■ GIVEN TEXT ■
__________________________________________________

The immune system is a powerful component of the human body.
It recognizes when viruses, bacteria and other foreign invaders enter or compromise the body and then takes action to prevent illnesses from taking over.
According to the experts at John Muir Health in Brentwood, well-balanced meals and snacks are key to maintaining your weight, feeling good and preventing disease. Below are a few tips from John Muir to help you get all the nutrients you need to be healthy and fit.
How much of each nutrient you consume depends on your age, whether you are male or female, and your activity level. If you have a chronic health condition, such as diabetes, high blood pressure, or heart disease, be sure to talk to your doctor first before embarking on a new diet since your doctor may want to put you on a meal plan that specifically targets your condition.
Eat whole grains.
Try a whole-grain product in place of a refined product, such as brown rice instead of white rice, or whole-wheat pasta instead of regular pasta.
Don’t be fooled by brown bread. Brown does not mean bread is whole grain — molasses or other ingredients can make bread brown. When choosing to buy bread, check the ingredient label to make sure the first ingredient is a whole grain such as “whole oats,” “whole rye,” “whole wheat,” or “whole-grain corn.”
Products labeled “multi-grain,” “stone-ground,” “100 percent wheat,” “seven-grain,” or “bran” are usually not whole-grain.
Add whole-wheat flour or oat flour for up to half the flour in pancake, waffle, muffin, or other flour-based recipes.
Popcorn is a whole grain. With little or no salt or butter it makes a great, healthy snack.
Get adequate sleep.
Doctors believe sleep and immunity are closely tied. A study of 164 healthy adults published by the National Institutes of Health found those who slept fewer than six hours each night were more likely to catch a cold than people who slept for more than six hours. Aim for adequate rest each night to keep your body in top form.

__________________________________________________

■ RECORDS ■
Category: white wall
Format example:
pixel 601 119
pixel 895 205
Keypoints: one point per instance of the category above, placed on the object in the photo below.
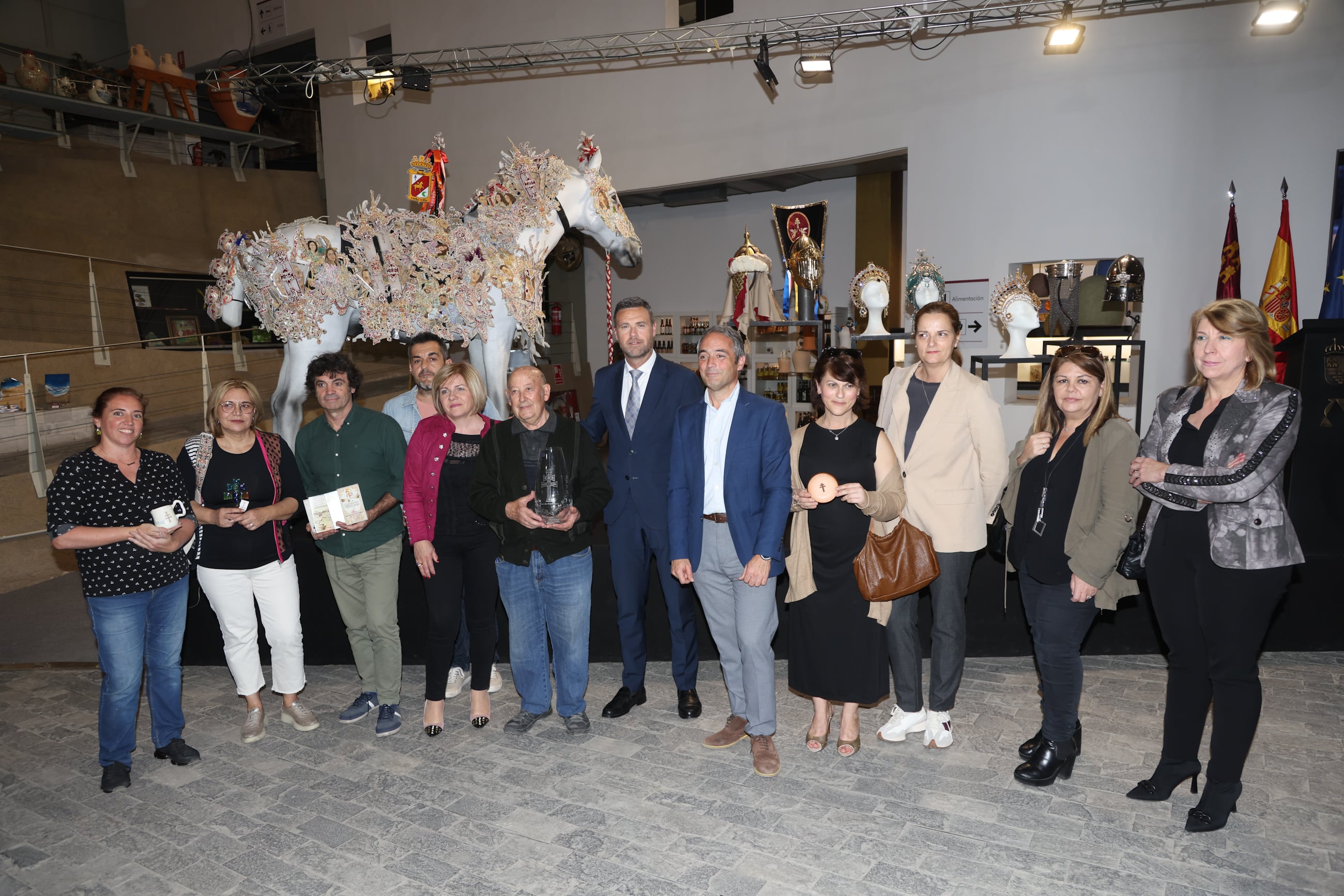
pixel 1125 147
pixel 687 252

__________________________________________________

The nutrition and immunity text above names some product labels that usually don't mean whole-grain. List all of them.

"Multi-grain," "stone-ground," "100 percent wheat," "seven-grain," and "bran."